Mastering MultiIndexes in Pandas: A Powerful Tool for Complex Data Analysis

Glenn Viroux

0/5 (0 vote)

Jun 19, 2023

CPOL

12 min read

4860

How to use multi indexing in pandas, with practical use cases such as monitoring changes in the earth surface temperature.

Introduction

Pandas is a widely used data manipulation library in Python that offers extensive capabilities for handling various types of data. One of its notable features is the ability to work with MultiIndexes, also known as hierarchical indexes. In this blog post, we will delve into the concept of MultiIndexes and explore how they can be leveraged to tackle complex, multidimensional datasets.

Understanding MultiIndexes: Analyzing Sports Performance Data

A MultiIndex is a Pandas data structure that allows indexing and accessing data across multiple dimensions or levels. It enables the creation of hierarchical structures for rows and columns, providing a flexible way to organize and analyze data. To illustrate this, let's consider a scenario where you are a personal trainer or coach monitoring the health parameters of your athletes during their sports activities. You want to track various parameters such as heart rate, running pace, and cadence over a specific time interval.

Synthetic Health Performance Data

To work with this type of data, let's begin by writing Python code that simulates health performance data, specifically heart rates and running cadences:

from __future__ import annotations
from datetime import datetime, timedelta
import numpy as np
import pandas as pd

start = datetime(2023, 6, 8, 14)

RAW RECORDS:
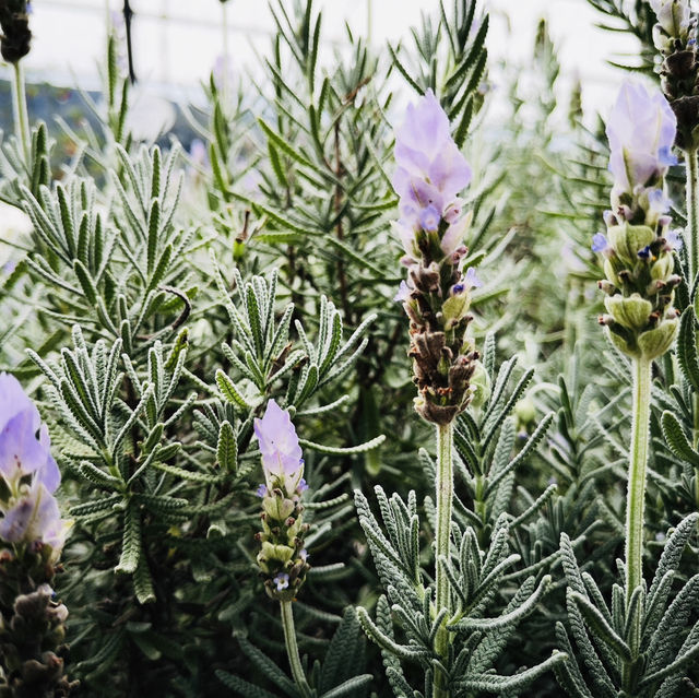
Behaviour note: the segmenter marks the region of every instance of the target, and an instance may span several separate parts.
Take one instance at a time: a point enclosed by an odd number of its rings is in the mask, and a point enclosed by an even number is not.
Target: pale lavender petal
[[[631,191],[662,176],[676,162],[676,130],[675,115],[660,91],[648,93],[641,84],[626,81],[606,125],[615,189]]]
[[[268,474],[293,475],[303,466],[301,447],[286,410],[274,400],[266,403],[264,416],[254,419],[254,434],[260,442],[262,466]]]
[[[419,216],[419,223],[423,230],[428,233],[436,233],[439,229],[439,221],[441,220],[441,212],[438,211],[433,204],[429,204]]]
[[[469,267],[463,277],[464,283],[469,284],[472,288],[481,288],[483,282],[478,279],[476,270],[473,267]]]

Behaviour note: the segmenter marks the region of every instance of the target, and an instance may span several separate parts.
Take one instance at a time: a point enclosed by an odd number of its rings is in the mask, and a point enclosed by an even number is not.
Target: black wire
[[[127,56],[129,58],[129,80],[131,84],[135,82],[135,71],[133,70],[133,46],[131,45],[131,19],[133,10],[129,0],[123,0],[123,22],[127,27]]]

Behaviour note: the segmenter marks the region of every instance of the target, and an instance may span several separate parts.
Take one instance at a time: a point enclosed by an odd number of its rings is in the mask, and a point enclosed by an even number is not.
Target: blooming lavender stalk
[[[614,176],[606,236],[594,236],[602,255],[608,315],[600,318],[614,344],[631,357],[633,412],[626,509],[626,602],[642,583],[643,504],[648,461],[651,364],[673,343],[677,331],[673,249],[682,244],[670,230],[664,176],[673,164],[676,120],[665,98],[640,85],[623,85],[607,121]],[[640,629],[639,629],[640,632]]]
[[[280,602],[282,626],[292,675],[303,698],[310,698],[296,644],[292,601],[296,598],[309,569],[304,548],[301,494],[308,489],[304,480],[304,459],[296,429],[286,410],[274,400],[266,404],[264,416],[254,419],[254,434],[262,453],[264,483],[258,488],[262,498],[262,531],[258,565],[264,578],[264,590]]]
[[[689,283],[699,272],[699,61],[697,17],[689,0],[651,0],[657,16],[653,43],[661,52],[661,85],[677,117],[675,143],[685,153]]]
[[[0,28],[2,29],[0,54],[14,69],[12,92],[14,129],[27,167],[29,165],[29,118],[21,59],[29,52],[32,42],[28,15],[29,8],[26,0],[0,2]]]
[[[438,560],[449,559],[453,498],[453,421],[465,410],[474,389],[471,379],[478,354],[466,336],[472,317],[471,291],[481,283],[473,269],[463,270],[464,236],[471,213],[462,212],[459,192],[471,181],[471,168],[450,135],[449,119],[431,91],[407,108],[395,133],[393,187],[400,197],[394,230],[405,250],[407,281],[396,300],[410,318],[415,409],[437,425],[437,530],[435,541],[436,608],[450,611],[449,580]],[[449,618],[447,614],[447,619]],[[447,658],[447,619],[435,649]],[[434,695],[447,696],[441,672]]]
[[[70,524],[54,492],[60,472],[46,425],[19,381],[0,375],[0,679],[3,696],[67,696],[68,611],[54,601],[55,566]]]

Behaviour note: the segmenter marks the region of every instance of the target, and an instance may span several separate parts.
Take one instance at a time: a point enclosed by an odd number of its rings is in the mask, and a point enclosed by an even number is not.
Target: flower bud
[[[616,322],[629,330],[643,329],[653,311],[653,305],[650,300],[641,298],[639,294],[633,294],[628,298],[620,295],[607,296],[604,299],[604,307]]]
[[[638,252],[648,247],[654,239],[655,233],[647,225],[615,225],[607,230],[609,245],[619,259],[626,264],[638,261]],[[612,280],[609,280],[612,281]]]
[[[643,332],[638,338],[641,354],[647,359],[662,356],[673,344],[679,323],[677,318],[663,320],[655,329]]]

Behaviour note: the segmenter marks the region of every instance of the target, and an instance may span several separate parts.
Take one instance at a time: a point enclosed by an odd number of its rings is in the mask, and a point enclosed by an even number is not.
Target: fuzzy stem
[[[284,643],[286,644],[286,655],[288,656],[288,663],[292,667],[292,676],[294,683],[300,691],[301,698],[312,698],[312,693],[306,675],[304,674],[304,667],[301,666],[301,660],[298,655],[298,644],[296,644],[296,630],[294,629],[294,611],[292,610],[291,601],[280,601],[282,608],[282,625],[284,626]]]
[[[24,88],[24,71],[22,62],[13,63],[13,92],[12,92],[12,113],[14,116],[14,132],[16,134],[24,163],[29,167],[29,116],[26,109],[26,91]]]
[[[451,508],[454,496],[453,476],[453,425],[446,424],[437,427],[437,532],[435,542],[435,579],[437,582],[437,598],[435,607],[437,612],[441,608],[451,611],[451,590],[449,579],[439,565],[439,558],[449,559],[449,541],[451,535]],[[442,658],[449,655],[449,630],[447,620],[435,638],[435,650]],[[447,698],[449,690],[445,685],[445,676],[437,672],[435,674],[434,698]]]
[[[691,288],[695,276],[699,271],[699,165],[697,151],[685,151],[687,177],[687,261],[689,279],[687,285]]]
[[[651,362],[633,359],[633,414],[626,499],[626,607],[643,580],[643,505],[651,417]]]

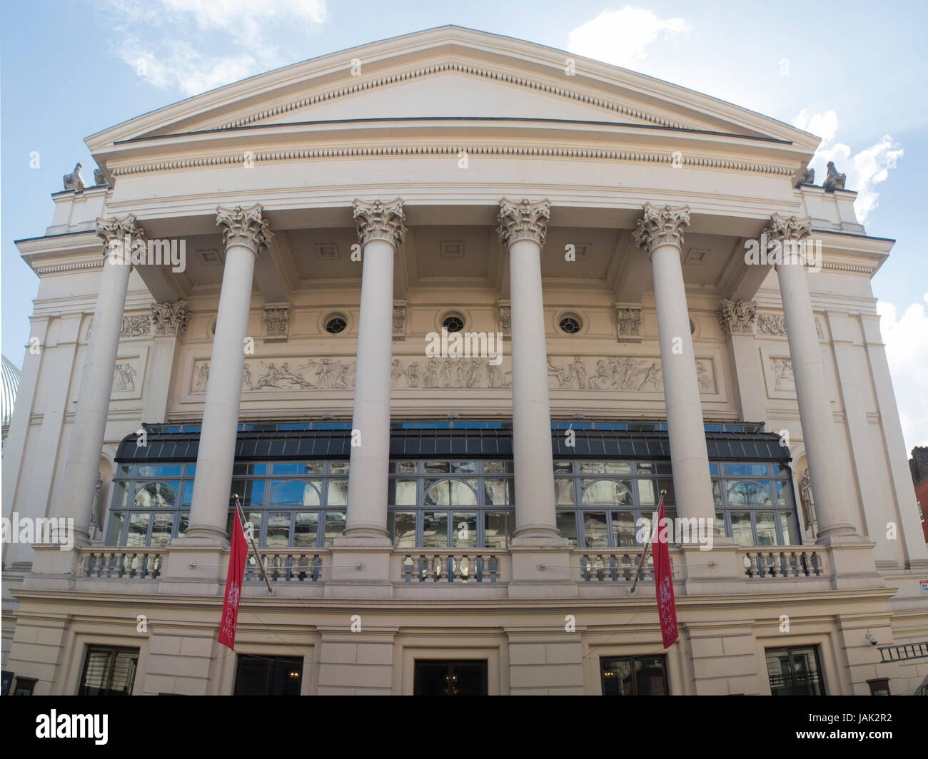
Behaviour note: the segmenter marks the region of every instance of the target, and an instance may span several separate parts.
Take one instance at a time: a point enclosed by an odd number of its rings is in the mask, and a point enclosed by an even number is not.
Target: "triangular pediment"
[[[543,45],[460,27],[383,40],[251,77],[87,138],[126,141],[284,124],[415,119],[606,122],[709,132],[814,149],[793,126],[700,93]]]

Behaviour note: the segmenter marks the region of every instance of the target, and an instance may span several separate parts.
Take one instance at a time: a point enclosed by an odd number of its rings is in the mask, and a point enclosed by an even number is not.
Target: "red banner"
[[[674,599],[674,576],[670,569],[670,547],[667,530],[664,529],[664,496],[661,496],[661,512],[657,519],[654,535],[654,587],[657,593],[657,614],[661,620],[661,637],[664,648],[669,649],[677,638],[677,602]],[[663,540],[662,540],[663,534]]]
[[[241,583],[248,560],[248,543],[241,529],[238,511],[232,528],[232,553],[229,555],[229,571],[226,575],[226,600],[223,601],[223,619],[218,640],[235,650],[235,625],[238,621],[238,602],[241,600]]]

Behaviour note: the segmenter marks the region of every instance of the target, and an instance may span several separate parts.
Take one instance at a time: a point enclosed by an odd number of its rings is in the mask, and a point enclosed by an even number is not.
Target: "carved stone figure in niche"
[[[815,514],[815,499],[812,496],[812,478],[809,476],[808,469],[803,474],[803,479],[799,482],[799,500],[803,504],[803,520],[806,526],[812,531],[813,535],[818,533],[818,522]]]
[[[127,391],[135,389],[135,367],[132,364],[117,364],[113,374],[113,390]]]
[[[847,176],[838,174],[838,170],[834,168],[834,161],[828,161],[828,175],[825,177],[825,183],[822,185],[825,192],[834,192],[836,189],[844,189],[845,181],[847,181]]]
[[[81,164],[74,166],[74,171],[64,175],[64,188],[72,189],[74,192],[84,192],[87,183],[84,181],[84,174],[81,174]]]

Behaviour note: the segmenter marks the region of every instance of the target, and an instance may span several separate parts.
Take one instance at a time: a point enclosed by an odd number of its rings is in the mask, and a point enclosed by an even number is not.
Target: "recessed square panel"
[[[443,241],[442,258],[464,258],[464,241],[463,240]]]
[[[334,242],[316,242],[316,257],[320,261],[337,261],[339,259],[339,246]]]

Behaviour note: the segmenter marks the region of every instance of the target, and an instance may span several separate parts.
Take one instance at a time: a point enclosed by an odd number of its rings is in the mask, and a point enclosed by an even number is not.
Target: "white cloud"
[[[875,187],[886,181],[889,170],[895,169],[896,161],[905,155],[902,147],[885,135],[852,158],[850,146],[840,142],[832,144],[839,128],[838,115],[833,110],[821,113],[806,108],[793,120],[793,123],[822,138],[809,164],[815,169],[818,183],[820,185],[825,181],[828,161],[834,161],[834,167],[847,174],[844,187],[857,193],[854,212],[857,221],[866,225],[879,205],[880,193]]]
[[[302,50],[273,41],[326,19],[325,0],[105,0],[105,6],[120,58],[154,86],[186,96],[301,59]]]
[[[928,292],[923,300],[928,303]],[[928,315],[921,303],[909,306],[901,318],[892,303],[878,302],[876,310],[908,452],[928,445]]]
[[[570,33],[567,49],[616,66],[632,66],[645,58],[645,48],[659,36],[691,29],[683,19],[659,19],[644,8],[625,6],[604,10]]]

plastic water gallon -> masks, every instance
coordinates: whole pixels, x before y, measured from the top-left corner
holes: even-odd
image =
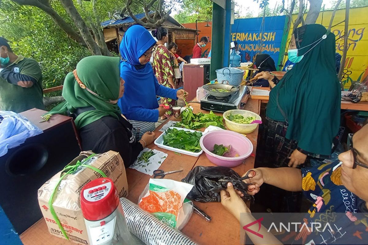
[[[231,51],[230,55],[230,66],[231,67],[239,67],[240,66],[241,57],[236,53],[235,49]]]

SHORT TASK: Do these statements agree with the pandas MultiIndex article? (a) MultiIndexes are also called hierarchical indexes. (b) A MultiIndex builds hierarchical structures for rows only. (c) The simulated health data covers heart rates and running cadences. Answer yes or no for each, and quote the deciding words.

EXPECTED ANSWER:
(a) Yes: "also known as hierarchical indexes"
(b) No: "hierarchical structures for rows and columns"
(c) Yes: "specifically heart rates and running cadences"